**Selected excerpt**.
+++
Poe, for her part, says that while she may have the least experience in public service among her competitors, she does not have excess baggage, either.  She means that she does not have other problems to contend with.

She must believe that the disqualification cases she is facing and questions about her residency and citizenship are just a joke.  

Think again, Grace. You have been caught lying about many things.

In fact, I would even say that she has the heaviest baggage among her competitors. 

I cannot understand why Mrs. Mary Grace Poe Llamanzares is such in a hurry to be President. Deep in her hearts she should know she has many years to ripen as a politician.

She has had a brief stint as a movie censor, and as a senator. These are not enough. 

I am told that it must have been my friend, glib-talking Senator Chiz Escudero, who convinced Mrs. Mary Grace Poe Llamanzares to run for President since he’d always be there as Vice President to guide her ways of governance. In other words, the neophyte would just be dependent on Chiz and her political adviser. 

“Malaking disgracia,” if she gets disqualified from the race. 

* * *

I had thought that Mar Roxas, being an investment banker and part of the economic team of a two administrations, would be the top choice of businessmen.

Instead, Roxas now tells businessmen to continue with the Daang Matuwid. But what path is this? 

The straight-path mantra has been exposed to be hypocritical, inept and insensitive.

I had thought that Mar would have learned his lesson by now. He not only showed his true character as a politician when at the height of the Typhoon Yolanda disaster, he wanted to take over Tacloban City and told Mayor Alfred Romualdez: “Remember you are a Romualdez and the President is an Aquino.”

Roxas also allowed himself to be treated like a doormat by the President during Oplan Exodus that led to the deaths of the 44 Special Action Force commandos. As the head of the Department of the Interior and Local Government at that time, Roxas was supposed to be in the loop. But he was kept out of it because Mr. Aquino made his BFF, then-suspended PNP Chief Alan Purisima, to call the shots.

Anybody with self-respect would have resigned. Roxas did not. 

The people by now know what kind of person Mar is. He is perceived by many as elitist, unapproachable and a fake. Now, it’s much worse. He wants to follow like a robot the dictates of President Aquino. 

But the straight path is actually the road to perdition.

* * *

This is not a campaign pitch for Vice President Jejomar Binay. Still, I believe that his statement during a presidential candidates’ forum that the Aquino administration has effectively prevented the entry of foreign investments hit the spot.

Binay pointed out that this has been the cause of the failure to attain inclusive growth. We have not been able to narrow the gap between rich and poor. 

Just look at Vietnam. It was devastated by war decades ago. But now it has opened its doors to foreign investments, and has in fact surpassed us.  Even Myanmar is also competing with the Philippines since it opened its doors to foreign investments.

If you wonder why President Aquino and now his anointed Mar Roxas do not want to have the restrictive provisions of the 1987 Constitution amended, it’s because they want to protect the many conglomerates from competition from foreign investors. These conglomerates supported him during his campaign. 

Binay, on the other hand, promises to put an end to all this vindictiveness. 

This is what this country needs badly—healing of old political wounds.

* * *

Senator Miriam Santiago, on the other hand, wants to pour money into infrastructure. Better said than done. Where will she get all the money to do it? If there is no inclusive economic growth, poverty will continue to exist.

In the meantime, I still would like to see the mental and health records of Miriam. As a Filipino, I would like to have a strong and healthy President to confront all our problems as a nation for the next six years.
+++
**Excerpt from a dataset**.

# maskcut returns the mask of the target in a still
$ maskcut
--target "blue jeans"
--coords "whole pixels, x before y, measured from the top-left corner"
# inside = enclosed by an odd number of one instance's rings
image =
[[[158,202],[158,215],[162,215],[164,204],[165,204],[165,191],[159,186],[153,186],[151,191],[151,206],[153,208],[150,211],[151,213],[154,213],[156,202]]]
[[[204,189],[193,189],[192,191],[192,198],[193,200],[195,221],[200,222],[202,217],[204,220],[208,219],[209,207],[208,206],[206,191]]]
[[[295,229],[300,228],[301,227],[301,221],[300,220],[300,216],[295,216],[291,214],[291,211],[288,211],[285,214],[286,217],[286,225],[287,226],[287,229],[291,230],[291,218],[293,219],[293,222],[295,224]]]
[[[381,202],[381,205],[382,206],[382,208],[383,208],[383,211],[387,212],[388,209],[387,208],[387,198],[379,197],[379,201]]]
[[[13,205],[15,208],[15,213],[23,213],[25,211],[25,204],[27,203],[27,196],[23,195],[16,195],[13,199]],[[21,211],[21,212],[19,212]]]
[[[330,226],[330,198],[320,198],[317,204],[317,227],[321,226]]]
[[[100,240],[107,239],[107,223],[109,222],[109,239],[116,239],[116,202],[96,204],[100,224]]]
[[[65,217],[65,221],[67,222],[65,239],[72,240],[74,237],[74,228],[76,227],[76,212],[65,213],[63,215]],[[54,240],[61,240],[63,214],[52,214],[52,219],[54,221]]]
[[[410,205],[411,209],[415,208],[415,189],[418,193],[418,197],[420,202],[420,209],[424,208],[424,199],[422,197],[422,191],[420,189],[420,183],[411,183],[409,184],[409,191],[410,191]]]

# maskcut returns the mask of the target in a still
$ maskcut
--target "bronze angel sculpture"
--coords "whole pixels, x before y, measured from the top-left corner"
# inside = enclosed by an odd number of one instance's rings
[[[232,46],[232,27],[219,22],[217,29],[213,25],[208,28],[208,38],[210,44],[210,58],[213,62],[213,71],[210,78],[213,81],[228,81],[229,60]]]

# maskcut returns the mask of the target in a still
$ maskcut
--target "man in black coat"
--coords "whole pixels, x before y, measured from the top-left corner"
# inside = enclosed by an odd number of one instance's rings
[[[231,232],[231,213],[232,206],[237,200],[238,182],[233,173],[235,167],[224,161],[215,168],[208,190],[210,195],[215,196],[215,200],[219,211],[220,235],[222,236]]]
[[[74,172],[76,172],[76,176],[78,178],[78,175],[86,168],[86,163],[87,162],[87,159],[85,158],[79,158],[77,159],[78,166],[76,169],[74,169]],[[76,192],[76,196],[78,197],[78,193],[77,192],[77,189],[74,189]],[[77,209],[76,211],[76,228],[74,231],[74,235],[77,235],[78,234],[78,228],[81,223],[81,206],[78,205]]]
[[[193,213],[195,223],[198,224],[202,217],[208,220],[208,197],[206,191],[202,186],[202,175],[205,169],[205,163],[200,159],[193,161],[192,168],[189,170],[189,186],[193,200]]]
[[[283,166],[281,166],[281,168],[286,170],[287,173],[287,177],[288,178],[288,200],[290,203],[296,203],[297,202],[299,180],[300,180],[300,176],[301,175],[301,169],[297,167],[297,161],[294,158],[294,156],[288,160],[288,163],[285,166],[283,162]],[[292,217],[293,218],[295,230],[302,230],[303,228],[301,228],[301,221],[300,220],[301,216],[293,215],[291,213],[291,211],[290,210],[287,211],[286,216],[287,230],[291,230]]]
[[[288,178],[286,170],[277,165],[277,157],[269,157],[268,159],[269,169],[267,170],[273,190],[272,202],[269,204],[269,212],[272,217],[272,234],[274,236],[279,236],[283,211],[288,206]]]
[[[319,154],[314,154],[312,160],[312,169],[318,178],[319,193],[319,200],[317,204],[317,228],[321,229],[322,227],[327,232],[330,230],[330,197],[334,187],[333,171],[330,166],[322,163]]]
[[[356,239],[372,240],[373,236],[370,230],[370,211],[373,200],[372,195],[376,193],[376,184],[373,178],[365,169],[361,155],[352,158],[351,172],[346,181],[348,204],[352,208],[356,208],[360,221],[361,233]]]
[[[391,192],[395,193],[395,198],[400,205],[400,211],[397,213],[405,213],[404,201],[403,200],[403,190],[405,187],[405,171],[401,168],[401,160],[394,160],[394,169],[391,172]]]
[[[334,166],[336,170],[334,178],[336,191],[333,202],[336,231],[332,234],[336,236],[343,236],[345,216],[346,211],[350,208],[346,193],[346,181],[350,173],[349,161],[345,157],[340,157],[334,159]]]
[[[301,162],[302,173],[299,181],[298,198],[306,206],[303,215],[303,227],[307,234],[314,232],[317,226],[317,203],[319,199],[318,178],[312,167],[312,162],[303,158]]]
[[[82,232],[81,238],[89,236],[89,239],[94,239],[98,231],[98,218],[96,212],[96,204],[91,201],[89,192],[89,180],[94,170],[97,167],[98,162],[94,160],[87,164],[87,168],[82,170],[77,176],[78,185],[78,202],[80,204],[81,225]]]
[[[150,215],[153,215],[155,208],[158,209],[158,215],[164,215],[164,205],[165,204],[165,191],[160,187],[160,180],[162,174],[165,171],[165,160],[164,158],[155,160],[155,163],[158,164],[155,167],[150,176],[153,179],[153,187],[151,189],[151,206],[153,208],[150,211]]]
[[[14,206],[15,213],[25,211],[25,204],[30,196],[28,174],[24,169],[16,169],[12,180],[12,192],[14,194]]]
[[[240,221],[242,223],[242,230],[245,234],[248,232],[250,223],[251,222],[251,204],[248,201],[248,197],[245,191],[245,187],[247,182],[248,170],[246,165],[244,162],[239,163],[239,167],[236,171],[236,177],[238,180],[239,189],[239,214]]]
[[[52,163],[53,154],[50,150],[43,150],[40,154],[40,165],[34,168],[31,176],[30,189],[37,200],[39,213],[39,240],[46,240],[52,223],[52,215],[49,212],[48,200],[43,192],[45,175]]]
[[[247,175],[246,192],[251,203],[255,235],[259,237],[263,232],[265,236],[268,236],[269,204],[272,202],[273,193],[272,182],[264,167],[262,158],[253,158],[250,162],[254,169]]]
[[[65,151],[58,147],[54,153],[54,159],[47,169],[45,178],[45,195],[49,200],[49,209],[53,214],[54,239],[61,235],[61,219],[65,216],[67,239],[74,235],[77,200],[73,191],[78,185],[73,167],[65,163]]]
+++
**Short task**.
Using the column on the presidential candidates, answer these:
1. What two posts has Grace Poe held, according to the column?
2. How many Special Action Force commandos died after Oplan Exodus?
3. Which two countries does the column name as having opened their doors to foreign investments?

**Answer for the task**.
1. Movie censor and senator.
2. 44.
3. Vietnam and Myanmar.